## WHAT TO PRODUCE
Pull out every line of the records that contains the string "saint". Case counts, so only lines with that exact capitalization qualify.
━━━━━ STORED ROWS
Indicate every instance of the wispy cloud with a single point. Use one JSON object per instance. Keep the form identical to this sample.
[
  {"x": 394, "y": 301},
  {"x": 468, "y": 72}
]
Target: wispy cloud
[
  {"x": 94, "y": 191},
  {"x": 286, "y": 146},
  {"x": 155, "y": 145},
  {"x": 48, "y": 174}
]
━━━━━━━━━━
━━━━━ STORED ROWS
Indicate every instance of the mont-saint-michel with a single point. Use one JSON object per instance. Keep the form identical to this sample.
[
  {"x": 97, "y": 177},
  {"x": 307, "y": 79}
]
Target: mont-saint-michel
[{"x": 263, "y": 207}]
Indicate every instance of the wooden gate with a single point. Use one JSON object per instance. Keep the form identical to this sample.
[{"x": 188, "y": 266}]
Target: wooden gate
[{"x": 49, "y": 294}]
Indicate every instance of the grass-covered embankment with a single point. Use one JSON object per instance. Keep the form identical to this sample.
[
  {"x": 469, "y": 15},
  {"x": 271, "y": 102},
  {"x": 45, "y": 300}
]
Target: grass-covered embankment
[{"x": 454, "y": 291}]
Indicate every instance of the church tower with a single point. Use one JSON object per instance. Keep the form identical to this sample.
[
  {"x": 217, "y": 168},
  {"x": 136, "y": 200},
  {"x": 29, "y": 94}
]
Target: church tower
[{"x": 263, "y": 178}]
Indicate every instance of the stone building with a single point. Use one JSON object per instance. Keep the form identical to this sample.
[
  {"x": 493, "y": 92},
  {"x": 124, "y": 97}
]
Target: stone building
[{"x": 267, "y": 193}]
━━━━━━━━━━
## CORRECT OUTPUT
Indicate every instance of the mont-saint-michel with a single point. Use one JSON object per instance. Keep the form identical to this sample.
Target: mont-saint-michel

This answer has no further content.